__EXCERPT PROVIDED__:
* * * * *

Russo hand-picked Oscar winner Soderbegh ("Traffic") to splice home movies, film clips, and footage of her husband's shows into a cosmic, 90-minute parting shot. The director and Gray had prevously collaborated on "Gray's Anatomy" (1996).

The film, which debuted at Sundance last year, is a family affair, Russo said proudly. Forrest Gray, 18, the eldest of her two sons with Gray, composed the instrumental movie for the closing credits.

Several clips were recorded at the old Goodman Theatre, one of the first prominent venues to book Gray in the early 1980s.

Within a few years, the irreverent storyteller -- who performed seated at a table, with a glass of water and a notebook -- was bumped from the 150-seat studio theater to the 700-seat main stage to accommodate crowds. He last appeared at the Goodman in the upbeat "Morning, Noon and Night" (1999).

Longtime friend Roche Schulfer, recalling Gray's personal warmth, curiosity, and charisma, credited him for paving the way for John Leguizamo and David Sedaris.

"Does he get the credit that he should get? Maybe not," the Goodman's executive director said.

Yet he's seen many one-person shows in the last two decades "and very few come even close to the experience of spending 90 minutes with Spalding Gray in a room," he said.

* * * * *

__LISTING__:
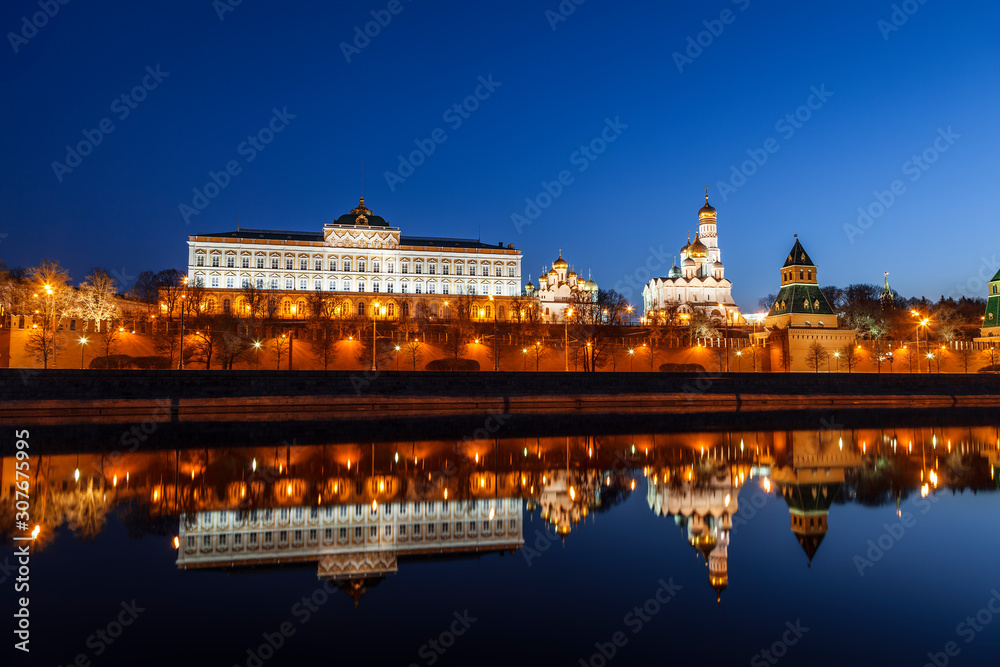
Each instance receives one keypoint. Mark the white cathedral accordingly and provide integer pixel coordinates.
(699, 283)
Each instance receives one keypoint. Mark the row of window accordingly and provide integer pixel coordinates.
(348, 285)
(284, 514)
(417, 531)
(362, 266)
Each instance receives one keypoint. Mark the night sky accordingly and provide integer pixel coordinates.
(892, 85)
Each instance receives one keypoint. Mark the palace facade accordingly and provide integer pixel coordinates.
(360, 258)
(699, 284)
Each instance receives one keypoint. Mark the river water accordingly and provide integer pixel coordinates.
(835, 546)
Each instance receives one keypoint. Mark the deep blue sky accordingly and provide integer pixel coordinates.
(119, 208)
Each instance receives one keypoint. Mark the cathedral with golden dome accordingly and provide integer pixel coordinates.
(699, 284)
(559, 288)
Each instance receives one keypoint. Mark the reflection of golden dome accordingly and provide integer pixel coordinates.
(697, 248)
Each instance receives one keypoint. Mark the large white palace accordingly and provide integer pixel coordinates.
(699, 283)
(360, 256)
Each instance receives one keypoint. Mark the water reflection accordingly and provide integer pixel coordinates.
(356, 512)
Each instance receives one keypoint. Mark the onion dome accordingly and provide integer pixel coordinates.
(706, 211)
(675, 271)
(697, 248)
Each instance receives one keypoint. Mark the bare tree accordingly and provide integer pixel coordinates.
(849, 356)
(816, 355)
(414, 352)
(279, 346)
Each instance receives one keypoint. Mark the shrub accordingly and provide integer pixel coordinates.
(453, 365)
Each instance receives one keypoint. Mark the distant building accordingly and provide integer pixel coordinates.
(991, 320)
(558, 289)
(699, 283)
(801, 316)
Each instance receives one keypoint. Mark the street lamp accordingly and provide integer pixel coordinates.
(725, 310)
(180, 362)
(375, 307)
(569, 314)
(496, 359)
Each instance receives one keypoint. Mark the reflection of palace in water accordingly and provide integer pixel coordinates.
(357, 511)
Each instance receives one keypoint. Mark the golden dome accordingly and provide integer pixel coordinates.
(697, 248)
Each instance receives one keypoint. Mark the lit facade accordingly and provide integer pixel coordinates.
(699, 284)
(559, 288)
(358, 258)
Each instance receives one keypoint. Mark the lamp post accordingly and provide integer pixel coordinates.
(496, 359)
(374, 326)
(725, 311)
(569, 314)
(180, 361)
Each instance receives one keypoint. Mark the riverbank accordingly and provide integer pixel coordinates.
(68, 397)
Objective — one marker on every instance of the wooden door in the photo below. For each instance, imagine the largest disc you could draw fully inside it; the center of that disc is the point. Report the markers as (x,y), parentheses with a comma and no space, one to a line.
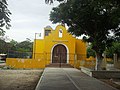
(59,54)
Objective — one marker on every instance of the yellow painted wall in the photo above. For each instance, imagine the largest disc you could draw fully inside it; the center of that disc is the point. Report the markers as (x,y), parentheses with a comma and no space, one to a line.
(25,63)
(42,50)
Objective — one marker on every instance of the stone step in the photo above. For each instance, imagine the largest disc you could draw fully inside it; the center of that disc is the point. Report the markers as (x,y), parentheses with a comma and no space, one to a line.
(63,65)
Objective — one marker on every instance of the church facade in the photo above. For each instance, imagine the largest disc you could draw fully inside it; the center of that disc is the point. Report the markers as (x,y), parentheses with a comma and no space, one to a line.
(59,46)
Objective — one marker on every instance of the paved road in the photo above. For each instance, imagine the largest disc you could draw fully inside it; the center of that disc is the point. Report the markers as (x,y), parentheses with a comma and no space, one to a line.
(69,79)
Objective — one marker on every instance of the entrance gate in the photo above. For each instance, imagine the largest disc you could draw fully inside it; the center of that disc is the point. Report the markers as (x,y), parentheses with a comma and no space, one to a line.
(59,54)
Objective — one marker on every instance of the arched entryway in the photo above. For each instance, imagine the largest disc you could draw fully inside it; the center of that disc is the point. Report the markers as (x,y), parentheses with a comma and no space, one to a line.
(59,54)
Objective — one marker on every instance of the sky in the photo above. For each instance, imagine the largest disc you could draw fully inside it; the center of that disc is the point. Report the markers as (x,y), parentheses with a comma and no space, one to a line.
(28,17)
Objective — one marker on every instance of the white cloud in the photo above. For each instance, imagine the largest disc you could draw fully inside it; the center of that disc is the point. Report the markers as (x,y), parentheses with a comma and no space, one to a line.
(28,17)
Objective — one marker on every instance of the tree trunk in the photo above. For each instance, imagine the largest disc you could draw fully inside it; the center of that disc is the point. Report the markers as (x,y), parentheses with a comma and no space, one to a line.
(98,61)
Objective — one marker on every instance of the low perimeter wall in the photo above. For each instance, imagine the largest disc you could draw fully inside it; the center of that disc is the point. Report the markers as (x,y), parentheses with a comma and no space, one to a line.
(101,74)
(25,63)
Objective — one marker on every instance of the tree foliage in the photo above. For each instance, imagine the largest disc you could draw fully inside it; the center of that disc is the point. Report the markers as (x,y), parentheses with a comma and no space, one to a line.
(51,1)
(4,16)
(114,49)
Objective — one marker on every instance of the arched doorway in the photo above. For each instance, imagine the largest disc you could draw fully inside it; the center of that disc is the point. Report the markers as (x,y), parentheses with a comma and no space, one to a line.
(59,54)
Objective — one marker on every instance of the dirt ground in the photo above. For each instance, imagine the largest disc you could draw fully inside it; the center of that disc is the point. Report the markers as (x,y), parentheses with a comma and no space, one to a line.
(19,79)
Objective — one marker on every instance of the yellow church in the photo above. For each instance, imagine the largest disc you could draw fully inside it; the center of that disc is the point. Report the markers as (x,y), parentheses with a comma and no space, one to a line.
(57,47)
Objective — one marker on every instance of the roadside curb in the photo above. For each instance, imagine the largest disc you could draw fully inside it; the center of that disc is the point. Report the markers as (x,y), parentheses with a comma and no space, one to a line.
(37,87)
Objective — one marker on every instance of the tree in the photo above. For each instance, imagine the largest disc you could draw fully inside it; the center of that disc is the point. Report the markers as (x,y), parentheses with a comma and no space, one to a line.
(4,16)
(114,49)
(94,18)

* * * * *

__THINGS TO DO__:
a) In the excerpt about Spalding Gray, how many seats did the main stage at the old Goodman Theatre have?
b) Quote the Spalding Gray excerpt from "Within a few" to "and David Sedaris.".
The records were drawn from a separate source.

__SOLUTIONS IN ORDER__:
a) 700 seats.

b)
Within a few years, the irreverent storyteller -- who performed seated at a table, with a glass of water and a notebook -- was bumped from the 150-seat studio theater to the 700-seat main stage to accommodate crowds. He last appeared at the Goodman in the upbeat "Morning, Noon and Night" (1999).

Longtime friend Roche Schulfer, recalling Gray's personal warmth, curiosity, and charisma, credited him for paving the way for John Leguizamo and David Sedaris.